### Items listed in a dataset
>>>>>

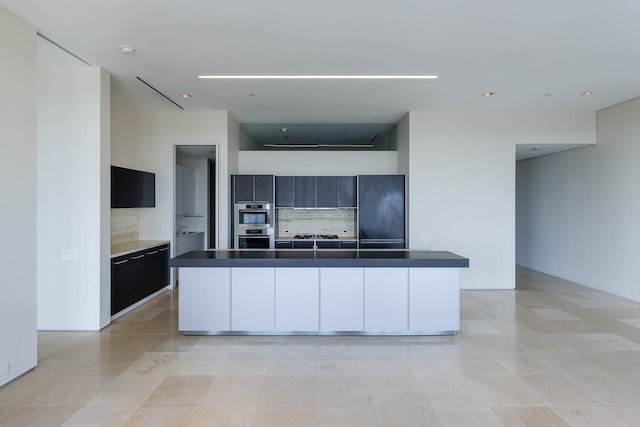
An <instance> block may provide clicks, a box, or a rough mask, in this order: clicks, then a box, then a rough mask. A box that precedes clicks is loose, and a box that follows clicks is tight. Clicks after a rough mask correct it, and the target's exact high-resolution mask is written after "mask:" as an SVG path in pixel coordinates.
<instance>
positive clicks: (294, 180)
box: [293, 176, 316, 208]
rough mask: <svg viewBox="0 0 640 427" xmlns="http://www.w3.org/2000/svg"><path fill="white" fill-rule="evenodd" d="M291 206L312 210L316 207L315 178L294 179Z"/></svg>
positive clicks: (298, 207) (308, 177)
mask: <svg viewBox="0 0 640 427" xmlns="http://www.w3.org/2000/svg"><path fill="white" fill-rule="evenodd" d="M293 206H294V207H296V208H314V207H315V206H316V177H315V176H296V177H294V179H293Z"/></svg>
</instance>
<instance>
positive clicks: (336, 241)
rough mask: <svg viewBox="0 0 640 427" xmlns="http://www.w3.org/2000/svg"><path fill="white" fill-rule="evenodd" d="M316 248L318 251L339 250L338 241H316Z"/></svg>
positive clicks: (338, 241)
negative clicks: (316, 248)
mask: <svg viewBox="0 0 640 427" xmlns="http://www.w3.org/2000/svg"><path fill="white" fill-rule="evenodd" d="M316 247H317V248H318V249H340V241H339V240H317V241H316Z"/></svg>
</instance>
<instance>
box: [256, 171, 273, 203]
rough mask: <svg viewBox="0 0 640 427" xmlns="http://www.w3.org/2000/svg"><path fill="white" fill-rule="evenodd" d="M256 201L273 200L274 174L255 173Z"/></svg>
mask: <svg viewBox="0 0 640 427" xmlns="http://www.w3.org/2000/svg"><path fill="white" fill-rule="evenodd" d="M253 185H254V193H253V201H254V202H273V175H254V177H253Z"/></svg>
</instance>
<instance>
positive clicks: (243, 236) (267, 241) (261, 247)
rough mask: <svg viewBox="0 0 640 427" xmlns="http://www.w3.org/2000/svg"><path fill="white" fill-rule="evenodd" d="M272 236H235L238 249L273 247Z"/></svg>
mask: <svg viewBox="0 0 640 427" xmlns="http://www.w3.org/2000/svg"><path fill="white" fill-rule="evenodd" d="M274 243H275V242H274V240H273V236H236V248H238V249H273V247H274Z"/></svg>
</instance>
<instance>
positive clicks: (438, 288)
mask: <svg viewBox="0 0 640 427" xmlns="http://www.w3.org/2000/svg"><path fill="white" fill-rule="evenodd" d="M409 295H410V297H409V330H410V331H423V332H451V331H459V330H460V289H459V287H458V269H457V268H410V269H409Z"/></svg>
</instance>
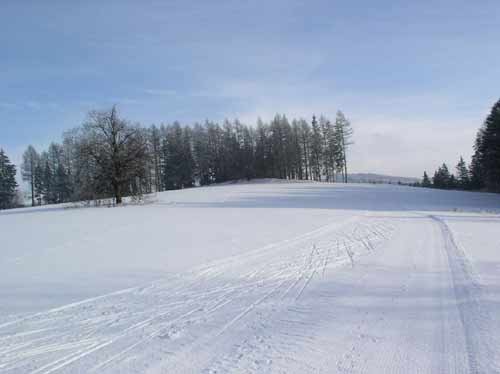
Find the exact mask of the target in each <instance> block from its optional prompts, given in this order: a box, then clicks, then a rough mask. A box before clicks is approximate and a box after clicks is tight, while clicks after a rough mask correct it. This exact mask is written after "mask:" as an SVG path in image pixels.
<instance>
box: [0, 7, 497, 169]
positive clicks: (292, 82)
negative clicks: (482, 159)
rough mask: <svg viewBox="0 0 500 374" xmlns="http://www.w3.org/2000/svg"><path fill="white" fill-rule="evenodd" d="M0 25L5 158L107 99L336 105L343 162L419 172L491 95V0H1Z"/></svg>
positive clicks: (131, 116) (483, 117) (228, 116)
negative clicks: (353, 132)
mask: <svg viewBox="0 0 500 374" xmlns="http://www.w3.org/2000/svg"><path fill="white" fill-rule="evenodd" d="M0 31H1V32H0V82H1V84H0V147H3V148H5V149H6V151H7V152H8V154H10V155H11V157H12V158H13V159H14V160H15V161H16V162H18V161H19V159H20V155H21V153H22V151H23V149H24V148H25V147H26V146H27V145H28V144H33V145H35V146H36V147H39V148H41V147H45V146H46V145H47V144H48V143H49V142H50V141H52V140H55V141H59V140H60V135H61V133H62V132H63V131H64V130H65V129H69V128H72V127H75V126H77V125H79V124H80V123H82V121H83V120H84V119H85V114H86V113H87V112H88V111H89V110H91V109H102V108H107V107H109V106H110V105H112V104H118V107H119V109H120V111H121V112H122V114H123V115H124V116H126V117H127V118H129V119H131V120H133V121H140V122H141V123H142V124H143V125H150V124H151V123H156V124H159V123H170V122H172V121H174V120H179V121H182V122H185V123H193V122H195V121H203V120H204V119H206V118H209V119H214V120H222V119H224V118H226V117H227V118H234V117H238V118H240V119H241V120H243V121H245V122H247V123H249V124H253V123H255V121H256V119H257V117H258V116H260V117H262V118H263V119H264V120H268V119H270V118H271V117H272V116H273V115H274V114H275V113H276V112H279V113H286V114H287V115H288V116H289V117H293V116H296V117H299V116H300V117H305V118H310V117H311V115H312V114H313V113H316V114H318V113H324V114H326V115H330V116H332V117H333V116H334V114H335V112H336V111H337V110H338V109H342V110H343V111H344V112H345V114H346V115H347V116H348V117H349V118H350V119H351V121H352V124H353V127H354V130H355V138H354V140H355V144H354V145H353V148H352V154H351V160H352V161H351V165H352V166H351V170H352V171H358V172H378V173H387V174H393V175H403V176H420V175H421V174H422V171H423V170H424V169H427V170H434V169H435V168H436V167H437V166H438V165H439V164H440V163H441V162H442V161H446V162H448V163H450V164H455V163H456V161H457V159H458V157H459V156H460V155H461V154H462V155H464V156H465V157H467V158H468V157H469V156H470V153H471V146H472V143H473V138H474V134H475V132H476V130H477V128H478V127H479V126H480V125H481V122H482V121H483V119H484V117H485V116H486V114H487V112H488V110H489V108H490V107H491V106H492V105H493V103H494V101H496V100H497V99H498V98H499V97H500V85H499V84H500V48H499V35H500V3H499V2H498V1H497V0H478V1H470V0H453V1H452V0H442V1H439V0H436V1H425V0H423V1H418V2H417V1H415V2H410V1H391V0H381V1H360V0H351V1H347V0H345V1H344V0H342V1H335V0H330V1H298V0H289V1H281V0H279V1H258V0H256V1H246V0H240V1H228V0H213V1H187V0H186V1H151V0H150V1H132V0H120V1H118V0H116V1H114V0H104V1H102V0H101V1H95V0H87V1H76V0H75V1H67V0H66V1H65V0H44V1H39V0H38V1H37V0H32V1H31V0H21V1H19V0H2V1H1V3H0Z"/></svg>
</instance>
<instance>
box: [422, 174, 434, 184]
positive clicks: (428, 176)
mask: <svg viewBox="0 0 500 374" xmlns="http://www.w3.org/2000/svg"><path fill="white" fill-rule="evenodd" d="M431 186H432V183H431V180H430V179H429V176H428V175H427V172H426V171H424V177H423V178H422V187H431Z"/></svg>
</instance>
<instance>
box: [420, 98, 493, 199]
mask: <svg viewBox="0 0 500 374" xmlns="http://www.w3.org/2000/svg"><path fill="white" fill-rule="evenodd" d="M421 185H422V186H423V187H435V188H444V189H464V190H482V189H483V190H486V191H491V192H500V100H498V101H497V102H496V103H495V104H494V105H493V107H492V109H491V111H490V113H489V115H488V117H487V118H486V120H485V121H484V123H483V125H482V126H481V128H480V129H479V131H478V133H477V136H476V140H475V143H474V155H473V156H472V161H471V163H470V165H469V167H467V165H466V164H465V162H464V160H463V158H462V157H460V161H459V162H458V164H457V166H456V175H454V174H452V173H450V171H449V170H448V167H447V166H446V164H443V165H442V166H441V167H440V168H439V169H438V170H437V171H436V172H435V173H434V176H433V178H432V181H431V180H430V179H429V176H428V175H427V173H426V172H424V177H423V179H422V182H421Z"/></svg>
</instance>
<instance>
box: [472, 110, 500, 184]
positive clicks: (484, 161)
mask: <svg viewBox="0 0 500 374" xmlns="http://www.w3.org/2000/svg"><path fill="white" fill-rule="evenodd" d="M477 143H478V144H477V146H476V157H477V159H478V162H479V169H480V174H481V177H482V178H483V180H484V184H485V186H486V188H487V189H488V190H490V191H494V192H500V100H498V101H497V102H496V103H495V104H494V105H493V108H491V111H490V114H489V115H488V117H487V118H486V120H485V121H484V124H483V127H482V129H481V130H480V131H479V133H478V141H477Z"/></svg>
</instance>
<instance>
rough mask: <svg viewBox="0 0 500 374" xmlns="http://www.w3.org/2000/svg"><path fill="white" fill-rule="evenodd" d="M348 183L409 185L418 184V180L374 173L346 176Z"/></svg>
mask: <svg viewBox="0 0 500 374" xmlns="http://www.w3.org/2000/svg"><path fill="white" fill-rule="evenodd" d="M347 181H348V182H350V183H387V184H398V183H402V184H411V183H415V182H418V181H419V179H418V178H409V177H395V176H392V175H383V174H374V173H353V174H349V175H348V176H347Z"/></svg>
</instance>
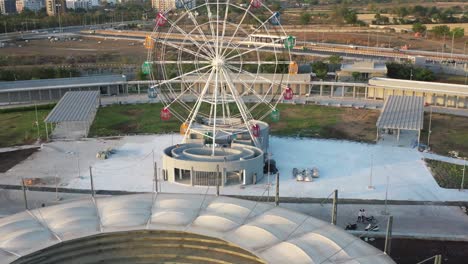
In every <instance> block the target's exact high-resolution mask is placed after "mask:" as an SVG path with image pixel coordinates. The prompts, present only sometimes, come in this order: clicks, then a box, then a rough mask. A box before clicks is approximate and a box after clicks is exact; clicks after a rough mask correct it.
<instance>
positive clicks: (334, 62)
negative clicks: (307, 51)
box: [327, 55, 343, 64]
mask: <svg viewBox="0 0 468 264" xmlns="http://www.w3.org/2000/svg"><path fill="white" fill-rule="evenodd" d="M327 61H328V63H330V64H341V62H342V61H343V58H341V57H340V56H339V55H331V56H330V57H328V58H327Z"/></svg>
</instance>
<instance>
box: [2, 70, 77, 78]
mask: <svg viewBox="0 0 468 264" xmlns="http://www.w3.org/2000/svg"><path fill="white" fill-rule="evenodd" d="M79 76H80V72H79V71H78V70H76V69H64V68H56V67H47V68H44V67H33V68H12V67H9V68H0V81H19V80H34V79H53V78H69V77H79Z"/></svg>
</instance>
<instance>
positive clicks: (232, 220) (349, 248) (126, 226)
mask: <svg viewBox="0 0 468 264" xmlns="http://www.w3.org/2000/svg"><path fill="white" fill-rule="evenodd" d="M129 230H174V231H184V232H189V233H194V234H200V235H205V236H210V237H214V238H219V239H222V240H224V241H227V242H230V243H233V244H236V245H238V246H239V247H241V248H243V249H245V250H248V251H249V252H252V253H253V254H255V255H256V256H258V257H260V258H262V259H263V260H265V261H266V262H268V263H289V264H293V263H356V264H357V263H380V264H385V263H394V262H393V261H392V260H391V259H390V257H388V256H387V255H385V254H384V253H383V252H381V251H379V250H378V249H376V248H374V247H372V246H370V245H368V244H367V243H365V242H363V241H361V240H360V238H357V237H354V236H353V235H350V234H348V233H346V232H345V231H344V230H342V229H340V228H337V227H335V226H333V225H331V224H329V223H326V222H323V221H321V220H318V219H316V218H313V217H310V216H307V215H305V214H302V213H298V212H294V211H291V210H288V209H284V208H280V207H275V206H273V205H270V204H264V203H256V202H253V201H246V200H240V199H235V198H229V197H222V196H220V197H216V196H210V195H208V196H205V195H194V194H168V193H159V194H151V193H149V194H136V195H125V196H113V197H97V198H91V197H90V198H86V199H82V200H77V201H72V202H68V203H63V204H60V205H55V206H50V207H44V208H39V209H35V210H30V211H25V212H22V213H19V214H15V215H12V216H8V217H5V218H2V219H0V263H10V262H12V261H14V260H16V259H18V258H20V257H22V256H25V255H28V254H30V253H33V252H36V251H38V250H41V249H45V248H47V247H50V246H52V245H57V244H59V243H60V242H64V241H70V240H72V239H77V238H83V237H87V236H91V235H97V234H105V233H113V232H120V231H129Z"/></svg>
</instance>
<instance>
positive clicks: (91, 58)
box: [2, 38, 146, 65]
mask: <svg viewBox="0 0 468 264" xmlns="http://www.w3.org/2000/svg"><path fill="white" fill-rule="evenodd" d="M99 42H101V43H99ZM141 43H142V42H137V41H130V40H110V39H96V38H82V41H79V40H75V41H72V40H67V41H65V40H61V41H55V42H50V41H49V40H47V39H40V40H30V41H29V42H27V43H26V42H24V41H21V42H20V41H17V42H15V43H14V45H13V44H12V45H8V46H6V47H5V48H2V54H13V55H12V56H14V57H39V56H41V57H45V56H51V57H54V59H51V60H55V61H58V62H59V63H58V64H69V63H66V62H67V61H69V60H70V59H71V58H75V61H81V62H82V63H86V61H87V57H89V59H88V60H89V63H96V64H99V63H109V62H112V63H122V64H129V63H130V64H134V63H138V64H140V63H141V62H142V61H144V60H145V58H146V49H145V48H144V47H143V45H142V44H141ZM19 45H21V47H19ZM96 56H98V60H97V61H96V60H94V59H92V58H93V57H96ZM61 58H62V59H61ZM63 58H64V59H63ZM99 58H100V59H99ZM51 62H54V61H51ZM21 64H23V63H21V62H18V65H21ZM41 64H42V63H41Z"/></svg>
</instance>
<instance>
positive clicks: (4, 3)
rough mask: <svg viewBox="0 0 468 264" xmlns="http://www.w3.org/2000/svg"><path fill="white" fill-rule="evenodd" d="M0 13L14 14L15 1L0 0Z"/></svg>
mask: <svg viewBox="0 0 468 264" xmlns="http://www.w3.org/2000/svg"><path fill="white" fill-rule="evenodd" d="M0 13H2V14H3V15H5V14H12V13H16V1H15V0H0Z"/></svg>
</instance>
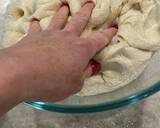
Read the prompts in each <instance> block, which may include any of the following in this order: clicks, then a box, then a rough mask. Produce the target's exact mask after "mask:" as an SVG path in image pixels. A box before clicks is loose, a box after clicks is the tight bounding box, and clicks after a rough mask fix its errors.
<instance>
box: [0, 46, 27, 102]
mask: <svg viewBox="0 0 160 128" xmlns="http://www.w3.org/2000/svg"><path fill="white" fill-rule="evenodd" d="M22 75H23V66H22V65H20V64H19V63H18V60H17V58H16V57H14V56H12V55H11V54H10V52H9V51H8V49H6V50H2V51H1V52H0V90H1V91H0V96H1V97H2V98H3V99H2V100H3V102H5V101H6V102H10V104H11V105H17V104H19V103H20V102H22V101H24V100H25V93H24V87H23V85H22V83H21V77H22Z"/></svg>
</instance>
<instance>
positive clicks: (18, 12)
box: [3, 0, 160, 96]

<<<<<

### TASK DETAILS
Above are the records; repeat exactly the lines from the one holding "positive clicks: (292, 82)" down to the one holding "positive clicks: (131, 116)", end lines included.

### EXERCISE RESPONSE
positive clicks: (292, 82)
negative clicks: (482, 159)
rough mask: <svg viewBox="0 0 500 374" xmlns="http://www.w3.org/2000/svg"><path fill="white" fill-rule="evenodd" d="M0 25L5 158L107 99L336 105L343 162L419 172L491 95V0H1Z"/></svg>
positive clicks: (131, 116) (483, 117) (228, 116)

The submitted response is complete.